● **TASK DESCRIPTION**
Please reproduce every one of the following entries word for word, keeping each line unchanged and in its original order.

● **SUPPLIED MATERIAL**
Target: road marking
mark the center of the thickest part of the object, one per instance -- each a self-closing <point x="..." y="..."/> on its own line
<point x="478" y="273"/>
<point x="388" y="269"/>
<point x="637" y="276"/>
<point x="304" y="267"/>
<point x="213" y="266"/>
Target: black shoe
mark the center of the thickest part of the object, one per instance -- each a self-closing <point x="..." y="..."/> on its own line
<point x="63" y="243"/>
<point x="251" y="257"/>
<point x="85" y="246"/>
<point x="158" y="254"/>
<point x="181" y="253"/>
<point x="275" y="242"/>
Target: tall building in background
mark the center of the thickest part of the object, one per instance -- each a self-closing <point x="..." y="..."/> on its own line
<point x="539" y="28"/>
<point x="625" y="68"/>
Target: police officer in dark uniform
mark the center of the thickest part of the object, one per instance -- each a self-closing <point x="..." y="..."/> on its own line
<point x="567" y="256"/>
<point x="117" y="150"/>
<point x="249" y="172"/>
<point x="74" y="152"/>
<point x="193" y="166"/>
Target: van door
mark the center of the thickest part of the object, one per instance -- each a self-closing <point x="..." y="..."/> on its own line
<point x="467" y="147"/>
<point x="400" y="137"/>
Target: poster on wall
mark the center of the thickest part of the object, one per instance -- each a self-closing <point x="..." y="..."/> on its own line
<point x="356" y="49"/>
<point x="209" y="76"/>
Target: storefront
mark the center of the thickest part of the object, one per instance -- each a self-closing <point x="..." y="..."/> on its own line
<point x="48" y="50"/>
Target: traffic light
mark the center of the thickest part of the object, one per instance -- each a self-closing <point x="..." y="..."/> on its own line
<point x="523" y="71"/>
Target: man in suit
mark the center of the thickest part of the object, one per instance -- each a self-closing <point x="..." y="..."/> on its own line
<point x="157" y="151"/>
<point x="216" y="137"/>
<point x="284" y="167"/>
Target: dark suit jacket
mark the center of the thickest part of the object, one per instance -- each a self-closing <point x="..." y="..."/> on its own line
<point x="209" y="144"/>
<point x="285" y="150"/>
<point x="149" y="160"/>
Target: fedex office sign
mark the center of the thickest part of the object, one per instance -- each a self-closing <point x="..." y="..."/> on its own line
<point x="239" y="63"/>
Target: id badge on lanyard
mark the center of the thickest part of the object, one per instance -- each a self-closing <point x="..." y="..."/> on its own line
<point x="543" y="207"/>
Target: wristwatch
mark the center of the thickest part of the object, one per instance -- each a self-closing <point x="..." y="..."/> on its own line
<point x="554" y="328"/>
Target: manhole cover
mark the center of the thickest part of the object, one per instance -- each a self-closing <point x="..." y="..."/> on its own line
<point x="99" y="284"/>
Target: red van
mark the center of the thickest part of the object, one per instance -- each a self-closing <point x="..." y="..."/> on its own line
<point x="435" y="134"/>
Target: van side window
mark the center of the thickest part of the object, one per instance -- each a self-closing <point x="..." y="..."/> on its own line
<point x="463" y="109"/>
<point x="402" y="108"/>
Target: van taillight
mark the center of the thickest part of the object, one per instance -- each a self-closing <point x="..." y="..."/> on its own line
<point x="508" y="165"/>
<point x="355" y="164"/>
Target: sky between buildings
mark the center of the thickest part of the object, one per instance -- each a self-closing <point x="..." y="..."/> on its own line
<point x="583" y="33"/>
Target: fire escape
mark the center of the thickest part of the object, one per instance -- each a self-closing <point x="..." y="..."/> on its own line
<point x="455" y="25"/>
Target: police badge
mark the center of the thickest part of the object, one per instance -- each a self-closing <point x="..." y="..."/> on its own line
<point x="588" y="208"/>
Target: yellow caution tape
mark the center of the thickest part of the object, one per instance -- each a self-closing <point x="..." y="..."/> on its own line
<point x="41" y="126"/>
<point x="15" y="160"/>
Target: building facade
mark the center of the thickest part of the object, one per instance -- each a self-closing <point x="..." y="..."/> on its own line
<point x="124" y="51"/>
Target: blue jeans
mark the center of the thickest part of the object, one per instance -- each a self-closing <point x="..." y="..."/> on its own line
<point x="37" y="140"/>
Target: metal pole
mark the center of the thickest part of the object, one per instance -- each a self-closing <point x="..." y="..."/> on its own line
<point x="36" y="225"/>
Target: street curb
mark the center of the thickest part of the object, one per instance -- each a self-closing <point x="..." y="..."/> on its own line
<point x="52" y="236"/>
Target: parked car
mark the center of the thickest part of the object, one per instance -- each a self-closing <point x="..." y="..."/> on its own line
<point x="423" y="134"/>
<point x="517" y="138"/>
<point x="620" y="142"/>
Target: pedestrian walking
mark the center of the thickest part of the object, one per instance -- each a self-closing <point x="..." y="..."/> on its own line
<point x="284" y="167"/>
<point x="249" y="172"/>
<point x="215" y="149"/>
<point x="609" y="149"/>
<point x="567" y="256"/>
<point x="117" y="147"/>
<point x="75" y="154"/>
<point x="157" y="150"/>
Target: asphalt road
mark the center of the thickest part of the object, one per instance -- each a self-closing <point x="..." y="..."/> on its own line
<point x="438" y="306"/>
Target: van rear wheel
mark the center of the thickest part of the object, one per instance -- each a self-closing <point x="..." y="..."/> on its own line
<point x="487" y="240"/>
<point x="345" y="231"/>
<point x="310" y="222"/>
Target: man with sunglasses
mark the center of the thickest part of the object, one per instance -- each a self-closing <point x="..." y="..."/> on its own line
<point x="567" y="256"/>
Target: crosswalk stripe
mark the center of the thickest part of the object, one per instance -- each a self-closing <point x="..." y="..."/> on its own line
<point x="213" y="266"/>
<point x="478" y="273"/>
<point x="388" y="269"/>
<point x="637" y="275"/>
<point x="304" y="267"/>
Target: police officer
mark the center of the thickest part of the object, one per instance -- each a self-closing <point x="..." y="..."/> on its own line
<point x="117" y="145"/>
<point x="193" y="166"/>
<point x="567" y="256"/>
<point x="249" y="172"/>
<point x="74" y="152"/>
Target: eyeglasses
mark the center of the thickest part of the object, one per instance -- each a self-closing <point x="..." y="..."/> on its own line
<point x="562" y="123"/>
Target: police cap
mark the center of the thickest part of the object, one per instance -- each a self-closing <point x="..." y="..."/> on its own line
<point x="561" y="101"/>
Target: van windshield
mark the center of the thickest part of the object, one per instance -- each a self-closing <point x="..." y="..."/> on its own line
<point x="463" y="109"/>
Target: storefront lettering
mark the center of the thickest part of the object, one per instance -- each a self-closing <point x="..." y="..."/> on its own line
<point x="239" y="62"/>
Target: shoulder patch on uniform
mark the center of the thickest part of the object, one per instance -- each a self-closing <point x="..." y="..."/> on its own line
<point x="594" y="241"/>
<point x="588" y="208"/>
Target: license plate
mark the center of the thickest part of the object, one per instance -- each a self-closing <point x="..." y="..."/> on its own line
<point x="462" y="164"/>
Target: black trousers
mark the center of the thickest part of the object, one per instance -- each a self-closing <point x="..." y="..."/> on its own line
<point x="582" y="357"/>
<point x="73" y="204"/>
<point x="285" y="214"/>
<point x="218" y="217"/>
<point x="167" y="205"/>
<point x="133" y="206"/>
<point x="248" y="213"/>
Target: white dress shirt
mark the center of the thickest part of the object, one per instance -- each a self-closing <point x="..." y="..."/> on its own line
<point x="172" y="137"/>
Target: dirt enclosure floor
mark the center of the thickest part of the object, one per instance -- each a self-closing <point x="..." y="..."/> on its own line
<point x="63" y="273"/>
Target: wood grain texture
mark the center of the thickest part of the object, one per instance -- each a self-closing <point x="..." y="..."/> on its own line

● **CORRECT RESULT**
Target: road marking
mark the center of the thickest part of the object, one per instance -- each a self-closing <point x="..." y="..."/> on its own line
<point x="478" y="273"/>
<point x="388" y="269"/>
<point x="637" y="276"/>
<point x="304" y="267"/>
<point x="213" y="266"/>
Target: black shoe
mark the center of the thickest part of the object, one per instance -- each a self-closing <point x="..." y="..."/> on its own line
<point x="63" y="243"/>
<point x="251" y="257"/>
<point x="85" y="246"/>
<point x="158" y="254"/>
<point x="181" y="253"/>
<point x="275" y="242"/>
Target: tall building in background
mark the center of the thickest part of the object, one per instance -- each a self-closing <point x="..." y="..."/> on its own line
<point x="539" y="28"/>
<point x="625" y="68"/>
Target: police officer in dark uniform
mark the center of the thickest part of the object, one per instance -- each a self-closing <point x="..." y="..."/> on its own line
<point x="567" y="256"/>
<point x="117" y="150"/>
<point x="249" y="172"/>
<point x="74" y="152"/>
<point x="193" y="166"/>
Target: van door
mark the center of the thickest part of the object, one per instance -- each a self-closing <point x="..." y="..."/> on its own line
<point x="467" y="147"/>
<point x="400" y="137"/>
Target: poster on wall
mark the center of the thickest part of the object, one per instance -- each a self-closing <point x="..." y="..."/> on its own line
<point x="356" y="49"/>
<point x="209" y="76"/>
Target: storefront
mark the center of the thickest part of the object, one per instance -- each a self-closing <point x="..." y="..."/> on its own line
<point x="48" y="50"/>
Target: traffic light
mark the center of the thickest part of the object, one per instance -- each a self-closing <point x="..." y="..."/> on its own line
<point x="523" y="71"/>
Target: man in suit
mark the center of the thickest part of the object, one per instance -- each a self-closing <point x="..." y="..."/> on its own line
<point x="157" y="151"/>
<point x="216" y="137"/>
<point x="284" y="167"/>
Target: dark suit jacket
mark the center of the thickest part of the object, one per instance -- each a self-closing <point x="..." y="..."/> on its own line
<point x="209" y="144"/>
<point x="285" y="150"/>
<point x="149" y="160"/>
Target: fedex office sign
mark the center of the thickest part of the object, one per instance -- each a self-closing <point x="..." y="..."/> on its own line
<point x="239" y="63"/>
Target: id badge on lanyard
mark the center of the thickest part of the object, one per instance -- each a self-closing <point x="..." y="..."/> on its own line
<point x="543" y="207"/>
Target: wristwatch
mark the center of the thickest part of the object, one per instance -- each a self-closing <point x="..." y="..."/> on its own line
<point x="554" y="328"/>
Target: manhole cover
mark the center of the thickest part of the object, one per instance -- each a self-closing <point x="..." y="..."/> on its own line
<point x="99" y="284"/>
Target: red van
mark the center of the thickest part of the object, one per instance -- each a self-closing <point x="..." y="..."/> on its own line
<point x="435" y="134"/>
Target: van side window
mark the center of the thickest part of the object, one per instance -- each a self-closing <point x="..." y="..."/> on its own line
<point x="463" y="109"/>
<point x="402" y="108"/>
Target: van taillight
mark the center of the thickest part of the object, one per instance -- each a self-closing <point x="..." y="..."/> on its own line
<point x="508" y="165"/>
<point x="355" y="164"/>
Target: sky between buildings
mark the center of the thickest part of the object, one per instance -- each a self-closing <point x="..." y="..."/> on its own line
<point x="583" y="33"/>
Target: fire escape
mark the center of the thickest part of the object, one per instance -- each a self-closing <point x="..." y="..."/> on its own line
<point x="455" y="25"/>
Target: police badge
mark the center of the thickest part of the object, one per instance -- each a self-closing <point x="..." y="..."/> on its own line
<point x="588" y="208"/>
Target: yellow caution tape
mark the center of the thickest part of the object, one per instance -- each a self-closing <point x="..." y="..."/> on its own line
<point x="41" y="126"/>
<point x="15" y="160"/>
Target: building facade
mark the center of the thickest part of the object, one per instance -- each a self-closing <point x="..." y="..."/> on its own line
<point x="124" y="51"/>
Target: blue jeans
mark the center of the thickest part of the object, one per instance -- each a self-closing <point x="..." y="..."/> on its own line
<point x="37" y="140"/>
Target: metal pole
mark the center of the thickest part of the object, one per instance -- each a self-closing <point x="..." y="..."/> on its own line
<point x="36" y="225"/>
Target: street curb
mark the center of the thickest part of the object, one per instance -- each a self-closing <point x="..." y="..."/> on its own line
<point x="52" y="236"/>
Target: parked car
mark the center of the thickest part of the object, one per instance -- each a self-closing <point x="..." y="..."/> on its own line
<point x="423" y="134"/>
<point x="517" y="138"/>
<point x="620" y="142"/>
Target: pedestrian walking
mark the center of the thickest part of the object, one per instance -- each a self-closing <point x="..." y="..."/> on its own line
<point x="284" y="167"/>
<point x="249" y="172"/>
<point x="215" y="149"/>
<point x="609" y="149"/>
<point x="567" y="256"/>
<point x="117" y="147"/>
<point x="75" y="154"/>
<point x="157" y="150"/>
Target: asphalt road
mark the center of the thickest part of the object, one per instance -- each a self-closing <point x="..." y="..."/> on its own line
<point x="438" y="306"/>
Target: van rear wheel
mark the center of the thickest part of the object, one per instance -- each a self-closing <point x="..." y="..."/> on its own line
<point x="487" y="240"/>
<point x="345" y="231"/>
<point x="310" y="222"/>
Target: man with sunglasses
mark the center of the thickest part of the object, one per instance -- each a self-closing <point x="..." y="..."/> on its own line
<point x="567" y="256"/>
Target: crosswalk stripe
mark the center of the thickest part of the object, one per instance -- each a self-closing <point x="..." y="..."/> on its own line
<point x="213" y="266"/>
<point x="478" y="273"/>
<point x="388" y="269"/>
<point x="637" y="275"/>
<point x="304" y="267"/>
Target: police officer
mark the center of the thickest part of the object, one per instance -- each a self-closing <point x="..." y="..."/> on its own line
<point x="117" y="145"/>
<point x="193" y="166"/>
<point x="567" y="256"/>
<point x="249" y="172"/>
<point x="74" y="152"/>
Target: eyeglasses
mark the center of the thickest part of the object, one per instance -- each a self-closing <point x="..." y="..."/> on its own line
<point x="562" y="123"/>
Target: police cap
mark the center of the thickest part of the object, one per instance -- each a self-closing <point x="..." y="..."/> on its own line
<point x="561" y="101"/>
Target: van windshield
mark the center of the thickest part of the object, one per instance -- each a self-closing <point x="..." y="..."/> on its own line
<point x="463" y="109"/>
Target: storefront lettering
mark the center of the thickest part of the object, one per instance -- each a self-closing <point x="..." y="..."/> on its own line
<point x="239" y="62"/>
Target: shoulder patch on uniform
mark the center of the thickest part of the object, one per instance -- each a self-closing <point x="..." y="..."/> on its own line
<point x="594" y="241"/>
<point x="588" y="208"/>
Target: license plate
mark the center of the thickest part of the object, one per instance -- each a self-closing <point x="..." y="..."/> on its own line
<point x="462" y="164"/>
Target: black trousers
mark the center of the thickest part of the object, one per instance -- each a self-closing <point x="..." y="..."/> on its own line
<point x="582" y="357"/>
<point x="73" y="204"/>
<point x="285" y="214"/>
<point x="218" y="217"/>
<point x="167" y="205"/>
<point x="133" y="206"/>
<point x="248" y="213"/>
Target: white dress shirt
mark the center of the thickest part of the object, one per instance -- each a self-closing <point x="..." y="..."/> on its own line
<point x="172" y="137"/>
Target: dirt enclosure floor
mark the center of the thickest part of the object, one per instance -- each a self-closing <point x="..." y="..."/> on its own line
<point x="63" y="273"/>
Target: wood grain texture
mark the center of the thickest part of the object, one per instance -- each a self-closing <point x="..." y="..."/> on its own line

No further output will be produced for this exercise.